◆ **AIM OF THE EXERCISE**
Pick up the West Nile virus article below and continue it from its last sentence.

Texas battles to dent mosquito population as West Nile cases approach 2K


Free briefing transcript

medwireNews: Texas has taken to the air in the fight against the West Nile virus (WNV).

As of September 4, WNV activity in humans, birds, or bugs has been reported in every state except Alaska and Hawaii. Texas, the state hardest hit, has been bombing heavily affected areas with aerial pesticides, resulting in substantial reductions in populations of WNV-carrying mosquitoes, health officials report.

"As we expected, the number of human cases of West Nile virus disease continues to rise in the United States. We expect this increase to continue for the next several weeks, probably until October," said Lyle Petersen, director of the Centers for Disease Control and Prevention (CDC) division of vector-borne infectious diseases in a briefing.

"As someone who was sickened with West Nile virus infection several years ago, I can personally relate to the people's concerns about getting this infection. Through the combined efforts of federal, state, and local public health departments, we're working to prevent the spread of infection," he added.

So far this year, a total of 1993 human cases of WNV infection have been reported from 44 states, and 87 deaths attributable to the virus have been reported to the CDC. Slightly more than half of all cases (54%) were classified as neuroinvasive disease, causing encephalitis or meningitis, and 46% were determined to be non-neuroinvasive.

Source records:

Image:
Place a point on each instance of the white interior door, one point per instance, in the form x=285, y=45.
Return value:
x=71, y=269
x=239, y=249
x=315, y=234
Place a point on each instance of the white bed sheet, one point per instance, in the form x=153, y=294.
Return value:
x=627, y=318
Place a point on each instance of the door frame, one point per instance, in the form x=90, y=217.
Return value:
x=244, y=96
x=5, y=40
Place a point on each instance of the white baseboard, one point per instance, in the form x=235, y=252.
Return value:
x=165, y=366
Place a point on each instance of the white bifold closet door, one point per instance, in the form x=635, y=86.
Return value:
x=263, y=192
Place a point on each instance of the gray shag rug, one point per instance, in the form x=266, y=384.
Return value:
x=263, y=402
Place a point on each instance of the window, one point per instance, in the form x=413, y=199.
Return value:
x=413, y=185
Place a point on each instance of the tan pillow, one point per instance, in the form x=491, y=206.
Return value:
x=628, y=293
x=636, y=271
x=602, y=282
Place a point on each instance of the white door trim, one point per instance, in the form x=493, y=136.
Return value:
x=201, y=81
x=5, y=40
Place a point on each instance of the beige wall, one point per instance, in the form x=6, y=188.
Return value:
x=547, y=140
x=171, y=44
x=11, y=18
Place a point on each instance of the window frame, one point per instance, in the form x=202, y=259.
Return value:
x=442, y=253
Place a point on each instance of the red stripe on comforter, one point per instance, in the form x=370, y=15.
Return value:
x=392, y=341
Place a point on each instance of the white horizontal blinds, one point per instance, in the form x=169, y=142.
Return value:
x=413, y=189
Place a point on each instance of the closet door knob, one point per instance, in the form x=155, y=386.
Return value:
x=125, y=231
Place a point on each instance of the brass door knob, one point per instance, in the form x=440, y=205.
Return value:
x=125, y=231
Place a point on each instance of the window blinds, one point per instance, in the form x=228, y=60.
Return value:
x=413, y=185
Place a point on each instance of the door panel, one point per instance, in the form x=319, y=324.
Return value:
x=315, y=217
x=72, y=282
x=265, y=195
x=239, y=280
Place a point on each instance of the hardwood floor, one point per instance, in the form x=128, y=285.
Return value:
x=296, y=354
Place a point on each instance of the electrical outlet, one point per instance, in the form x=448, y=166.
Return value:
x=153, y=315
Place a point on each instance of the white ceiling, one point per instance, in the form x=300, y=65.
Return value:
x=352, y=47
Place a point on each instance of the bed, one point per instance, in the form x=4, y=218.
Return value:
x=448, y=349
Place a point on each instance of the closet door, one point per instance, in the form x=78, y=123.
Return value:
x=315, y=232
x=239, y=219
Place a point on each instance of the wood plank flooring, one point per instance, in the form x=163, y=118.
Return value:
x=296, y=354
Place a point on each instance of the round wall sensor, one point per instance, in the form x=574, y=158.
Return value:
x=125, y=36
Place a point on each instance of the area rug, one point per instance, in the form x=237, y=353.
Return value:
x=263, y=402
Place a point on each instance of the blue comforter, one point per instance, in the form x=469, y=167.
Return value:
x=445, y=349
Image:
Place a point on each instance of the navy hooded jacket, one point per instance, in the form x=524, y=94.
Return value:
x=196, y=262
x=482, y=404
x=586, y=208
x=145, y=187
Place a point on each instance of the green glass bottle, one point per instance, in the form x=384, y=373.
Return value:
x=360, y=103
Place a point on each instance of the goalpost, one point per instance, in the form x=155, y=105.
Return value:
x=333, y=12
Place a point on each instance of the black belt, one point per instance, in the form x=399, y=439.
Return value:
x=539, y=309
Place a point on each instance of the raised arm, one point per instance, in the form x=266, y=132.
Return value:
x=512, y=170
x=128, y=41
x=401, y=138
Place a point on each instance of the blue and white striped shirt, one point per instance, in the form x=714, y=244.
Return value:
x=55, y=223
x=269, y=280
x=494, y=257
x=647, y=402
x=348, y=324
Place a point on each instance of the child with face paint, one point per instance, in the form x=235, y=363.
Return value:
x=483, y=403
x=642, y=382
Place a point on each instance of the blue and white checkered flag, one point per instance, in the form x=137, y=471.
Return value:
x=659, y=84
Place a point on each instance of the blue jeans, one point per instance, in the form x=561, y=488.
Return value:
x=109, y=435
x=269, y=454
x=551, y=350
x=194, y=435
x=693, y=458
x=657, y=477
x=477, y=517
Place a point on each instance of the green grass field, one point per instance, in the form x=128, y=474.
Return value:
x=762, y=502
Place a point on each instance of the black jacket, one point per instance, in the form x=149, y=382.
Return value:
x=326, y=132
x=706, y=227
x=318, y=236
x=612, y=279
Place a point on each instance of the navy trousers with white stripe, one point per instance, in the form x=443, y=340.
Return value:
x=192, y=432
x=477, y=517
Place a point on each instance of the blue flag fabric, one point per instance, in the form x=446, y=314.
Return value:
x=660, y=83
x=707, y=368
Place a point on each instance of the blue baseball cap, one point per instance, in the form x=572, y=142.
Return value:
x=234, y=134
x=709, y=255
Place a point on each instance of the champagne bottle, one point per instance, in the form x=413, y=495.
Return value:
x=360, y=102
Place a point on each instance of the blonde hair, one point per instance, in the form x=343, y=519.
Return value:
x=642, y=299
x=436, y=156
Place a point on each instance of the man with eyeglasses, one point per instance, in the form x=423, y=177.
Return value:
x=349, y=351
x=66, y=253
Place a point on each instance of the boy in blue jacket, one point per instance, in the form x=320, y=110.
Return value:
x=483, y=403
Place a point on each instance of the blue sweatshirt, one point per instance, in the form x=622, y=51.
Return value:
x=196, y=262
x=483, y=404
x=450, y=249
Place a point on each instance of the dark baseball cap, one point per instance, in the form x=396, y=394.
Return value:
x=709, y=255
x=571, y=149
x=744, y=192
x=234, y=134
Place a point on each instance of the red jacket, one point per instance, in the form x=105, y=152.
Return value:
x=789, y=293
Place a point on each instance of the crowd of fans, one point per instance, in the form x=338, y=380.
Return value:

◆ **OUTPUT OF THE EXERCISE**
Based on previous WNV epidemics, the CDC estimates that the current outbreak may have peaked in mid-to-late August, but that the number of reported cases will continue to rise over the next few weeks because of the latency period between infection, development of symptoms, and diagnosis.

"Even if West Nile virus transmission were to stop today, we would continue to see reports of cases for several weeks," Petersen said.

Hurricane Isaac and the copious amounts of rain dumped on some of the areas at the epicenter of the epidemic are not expected to significantly increase mosquito populations or the transmission of the virus, Petersen said. A small increase in WNV cases in Gulf Coast states following Hurricane Katrina in 2005 may have been related to extra exposure time among people who lost their homes during that cataclysmic event.

David Lakey, commissioner of the Texas Department of State Health Services, said that in areas where the weather allowed two consecutive aerial sprayings, there was a 93% reduction in WNV-carrying mosquitoes.